- _Text segment_:
Aquatic Plastic Debris

How plastics get into lakes, rivers, and oceans

Pollution by plastics has been observed in lakes, rivers, and oceans throughout the world (Derraik 2002; Eriksen et al. 2013) Plastics serve an important purpose for lightweight, inexpensive, durable packaging, but these properties and their prevalent usage also make it easy for plastics to enter the environment. Production of plastics has increased markedly over the past 60 years (Thompson et al. 2009), thereby increasing plastic waste.

Plastics end up in water bodies mainly due to improper disposal and littering by humans. A 2010 study found that 4.8-12.7 million metric tons of plastic waste from coastal countries ends up in the oceans each year. There is another source of plastics that may not be so obvious. Plastics can also get into the environment through wastewater treatment plants. Plastic beads in our personal care products (microbeads) and small fibers from our synthetic clothing end up in wastewater from washing ourselves and our clothing. Many of these plastic beads and fibers are too small to be caught by filtration systems in wastewater treatment plants. They are now being found in many different aquatic environments (Mason et al. 2016).

The world has started to take notice of this vast problem. A number of countries (for example, the Sri Lankan government) have banned single-use plastic items and are working to improve waste management. Countries such as the U.S and the United Kingdom (UK) have banned production and sale of products with plastic microbeads. Also, many non-government organizations such as the Ocean Conservancy, the 5 Gyres Institute, and the Alliance for the Great Lakes, to name a few, are working on research, education, and regulations to prevent plastic pollution and help to clean up the oceans, lakes, and other water bodies.

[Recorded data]

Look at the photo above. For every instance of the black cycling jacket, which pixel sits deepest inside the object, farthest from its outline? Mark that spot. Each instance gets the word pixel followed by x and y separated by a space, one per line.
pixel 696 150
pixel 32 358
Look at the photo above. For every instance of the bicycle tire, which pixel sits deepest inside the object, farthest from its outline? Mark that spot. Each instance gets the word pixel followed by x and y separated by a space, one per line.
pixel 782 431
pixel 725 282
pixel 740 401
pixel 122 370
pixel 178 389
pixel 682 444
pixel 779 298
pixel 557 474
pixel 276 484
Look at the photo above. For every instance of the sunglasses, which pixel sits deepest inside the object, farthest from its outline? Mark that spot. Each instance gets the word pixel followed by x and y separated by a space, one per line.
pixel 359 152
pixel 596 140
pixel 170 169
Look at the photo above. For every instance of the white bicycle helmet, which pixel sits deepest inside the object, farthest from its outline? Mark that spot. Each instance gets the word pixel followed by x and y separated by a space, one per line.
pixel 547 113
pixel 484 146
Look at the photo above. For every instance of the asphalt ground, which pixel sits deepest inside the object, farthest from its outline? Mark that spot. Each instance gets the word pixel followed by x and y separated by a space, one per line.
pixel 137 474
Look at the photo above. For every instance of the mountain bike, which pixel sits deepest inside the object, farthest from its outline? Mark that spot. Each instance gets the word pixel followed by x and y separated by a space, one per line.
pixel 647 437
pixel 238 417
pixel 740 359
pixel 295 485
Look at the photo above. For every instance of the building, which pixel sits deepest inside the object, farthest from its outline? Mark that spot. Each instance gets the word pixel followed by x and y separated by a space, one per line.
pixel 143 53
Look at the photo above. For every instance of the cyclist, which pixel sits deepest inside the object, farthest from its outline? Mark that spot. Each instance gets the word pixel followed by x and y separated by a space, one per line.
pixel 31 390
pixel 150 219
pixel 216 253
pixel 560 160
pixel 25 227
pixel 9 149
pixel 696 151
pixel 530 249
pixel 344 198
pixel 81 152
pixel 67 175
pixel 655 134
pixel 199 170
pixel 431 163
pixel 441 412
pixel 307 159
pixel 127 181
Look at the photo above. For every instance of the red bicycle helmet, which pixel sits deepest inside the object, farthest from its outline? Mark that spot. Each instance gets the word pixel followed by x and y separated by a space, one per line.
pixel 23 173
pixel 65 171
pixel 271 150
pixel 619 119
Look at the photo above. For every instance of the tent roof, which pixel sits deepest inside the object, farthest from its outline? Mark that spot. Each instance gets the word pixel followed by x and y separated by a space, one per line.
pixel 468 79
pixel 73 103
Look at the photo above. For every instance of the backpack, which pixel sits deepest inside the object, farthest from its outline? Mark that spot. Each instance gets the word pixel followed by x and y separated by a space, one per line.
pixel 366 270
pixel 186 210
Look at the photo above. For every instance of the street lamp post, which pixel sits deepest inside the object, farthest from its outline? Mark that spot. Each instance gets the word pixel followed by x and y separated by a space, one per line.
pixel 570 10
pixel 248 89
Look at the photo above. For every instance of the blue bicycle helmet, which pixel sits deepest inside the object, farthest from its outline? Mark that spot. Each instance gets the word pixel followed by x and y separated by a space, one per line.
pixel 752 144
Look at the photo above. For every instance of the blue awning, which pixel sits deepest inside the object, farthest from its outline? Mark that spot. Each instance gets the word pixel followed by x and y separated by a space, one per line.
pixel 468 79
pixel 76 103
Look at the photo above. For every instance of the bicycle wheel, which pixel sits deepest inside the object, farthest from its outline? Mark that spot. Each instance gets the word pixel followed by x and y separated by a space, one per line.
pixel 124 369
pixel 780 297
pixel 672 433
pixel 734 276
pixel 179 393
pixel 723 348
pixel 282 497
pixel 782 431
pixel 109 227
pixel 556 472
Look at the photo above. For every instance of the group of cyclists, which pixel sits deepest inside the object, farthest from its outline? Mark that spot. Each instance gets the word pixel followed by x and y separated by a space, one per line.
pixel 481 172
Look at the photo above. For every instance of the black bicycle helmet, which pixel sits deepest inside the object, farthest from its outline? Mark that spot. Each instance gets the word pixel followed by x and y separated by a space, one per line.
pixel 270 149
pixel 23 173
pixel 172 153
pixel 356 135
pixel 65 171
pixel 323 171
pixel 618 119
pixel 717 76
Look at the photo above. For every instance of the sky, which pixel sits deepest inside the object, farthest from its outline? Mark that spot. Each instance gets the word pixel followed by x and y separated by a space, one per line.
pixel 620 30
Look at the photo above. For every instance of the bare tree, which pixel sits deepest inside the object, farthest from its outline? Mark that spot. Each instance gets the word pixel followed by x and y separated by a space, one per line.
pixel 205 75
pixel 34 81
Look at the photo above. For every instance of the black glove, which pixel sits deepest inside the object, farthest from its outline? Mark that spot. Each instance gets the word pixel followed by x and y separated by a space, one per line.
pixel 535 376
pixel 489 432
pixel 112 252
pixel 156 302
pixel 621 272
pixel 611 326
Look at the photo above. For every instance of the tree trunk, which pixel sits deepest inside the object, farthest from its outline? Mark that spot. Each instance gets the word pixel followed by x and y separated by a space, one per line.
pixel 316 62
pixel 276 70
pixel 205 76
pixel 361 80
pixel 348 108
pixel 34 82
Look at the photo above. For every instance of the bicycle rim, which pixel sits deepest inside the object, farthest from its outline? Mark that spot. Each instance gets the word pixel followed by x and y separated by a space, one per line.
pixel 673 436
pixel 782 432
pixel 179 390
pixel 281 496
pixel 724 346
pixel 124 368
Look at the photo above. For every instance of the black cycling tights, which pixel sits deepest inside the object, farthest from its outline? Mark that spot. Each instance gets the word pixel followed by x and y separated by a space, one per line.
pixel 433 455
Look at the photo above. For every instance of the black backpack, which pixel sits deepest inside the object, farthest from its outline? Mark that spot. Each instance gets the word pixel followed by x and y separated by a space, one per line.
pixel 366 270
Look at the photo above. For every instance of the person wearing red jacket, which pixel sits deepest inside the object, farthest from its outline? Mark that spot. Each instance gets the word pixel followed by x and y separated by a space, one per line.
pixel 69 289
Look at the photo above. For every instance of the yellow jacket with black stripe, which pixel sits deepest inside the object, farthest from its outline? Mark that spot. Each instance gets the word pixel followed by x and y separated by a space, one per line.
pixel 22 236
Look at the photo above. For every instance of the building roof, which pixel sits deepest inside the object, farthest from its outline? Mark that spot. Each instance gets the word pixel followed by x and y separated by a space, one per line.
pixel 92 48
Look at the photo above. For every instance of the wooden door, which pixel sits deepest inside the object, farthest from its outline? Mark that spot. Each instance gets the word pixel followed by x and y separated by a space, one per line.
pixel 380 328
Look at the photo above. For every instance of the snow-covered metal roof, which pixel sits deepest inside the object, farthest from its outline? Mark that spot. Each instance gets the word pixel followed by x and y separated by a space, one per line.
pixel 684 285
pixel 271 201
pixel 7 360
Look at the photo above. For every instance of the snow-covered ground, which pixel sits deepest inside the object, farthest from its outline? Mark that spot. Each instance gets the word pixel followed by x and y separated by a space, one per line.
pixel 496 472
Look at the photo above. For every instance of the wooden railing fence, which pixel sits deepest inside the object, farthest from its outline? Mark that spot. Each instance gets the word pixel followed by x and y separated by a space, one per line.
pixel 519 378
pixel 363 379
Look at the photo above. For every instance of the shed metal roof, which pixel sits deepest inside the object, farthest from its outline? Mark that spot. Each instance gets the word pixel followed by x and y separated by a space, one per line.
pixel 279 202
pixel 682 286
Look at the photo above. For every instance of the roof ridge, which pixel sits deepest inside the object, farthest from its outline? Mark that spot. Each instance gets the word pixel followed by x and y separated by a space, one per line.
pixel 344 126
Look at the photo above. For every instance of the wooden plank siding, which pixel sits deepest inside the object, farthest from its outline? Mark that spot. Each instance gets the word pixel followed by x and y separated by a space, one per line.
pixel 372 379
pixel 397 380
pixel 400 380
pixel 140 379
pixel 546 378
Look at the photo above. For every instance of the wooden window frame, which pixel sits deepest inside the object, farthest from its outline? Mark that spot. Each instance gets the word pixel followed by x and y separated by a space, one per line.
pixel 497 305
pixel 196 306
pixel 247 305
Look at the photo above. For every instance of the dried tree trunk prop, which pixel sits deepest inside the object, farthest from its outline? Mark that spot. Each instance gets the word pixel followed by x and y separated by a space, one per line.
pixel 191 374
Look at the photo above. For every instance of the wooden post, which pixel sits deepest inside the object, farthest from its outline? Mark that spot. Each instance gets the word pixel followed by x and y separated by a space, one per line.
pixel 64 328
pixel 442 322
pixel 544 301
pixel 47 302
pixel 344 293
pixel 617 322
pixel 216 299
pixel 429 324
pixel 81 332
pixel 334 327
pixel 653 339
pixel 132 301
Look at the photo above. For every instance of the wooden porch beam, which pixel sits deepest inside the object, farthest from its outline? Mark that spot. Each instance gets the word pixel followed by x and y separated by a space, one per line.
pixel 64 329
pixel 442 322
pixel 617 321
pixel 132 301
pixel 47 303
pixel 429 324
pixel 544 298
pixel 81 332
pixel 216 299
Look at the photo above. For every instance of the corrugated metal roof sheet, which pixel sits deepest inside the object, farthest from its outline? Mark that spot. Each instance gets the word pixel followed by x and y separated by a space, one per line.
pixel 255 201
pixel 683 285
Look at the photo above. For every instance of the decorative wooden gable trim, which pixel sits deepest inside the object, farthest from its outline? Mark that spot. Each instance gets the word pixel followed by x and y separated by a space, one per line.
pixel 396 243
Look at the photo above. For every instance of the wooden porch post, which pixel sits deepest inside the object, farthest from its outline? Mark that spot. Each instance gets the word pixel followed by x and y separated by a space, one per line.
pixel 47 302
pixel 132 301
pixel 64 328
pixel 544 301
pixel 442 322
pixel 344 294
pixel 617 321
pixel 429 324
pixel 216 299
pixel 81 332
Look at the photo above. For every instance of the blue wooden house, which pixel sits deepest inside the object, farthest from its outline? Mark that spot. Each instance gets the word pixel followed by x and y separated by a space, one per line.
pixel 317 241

- _Action item_:
According to the text on aquatic plastic debris, why do microbeads and synthetic clothing fibers get past wastewater treatment plants?

- _Answer to this exercise_:
Many of these plastic beads and fibers are too small to be caught by the plants' filtration systems.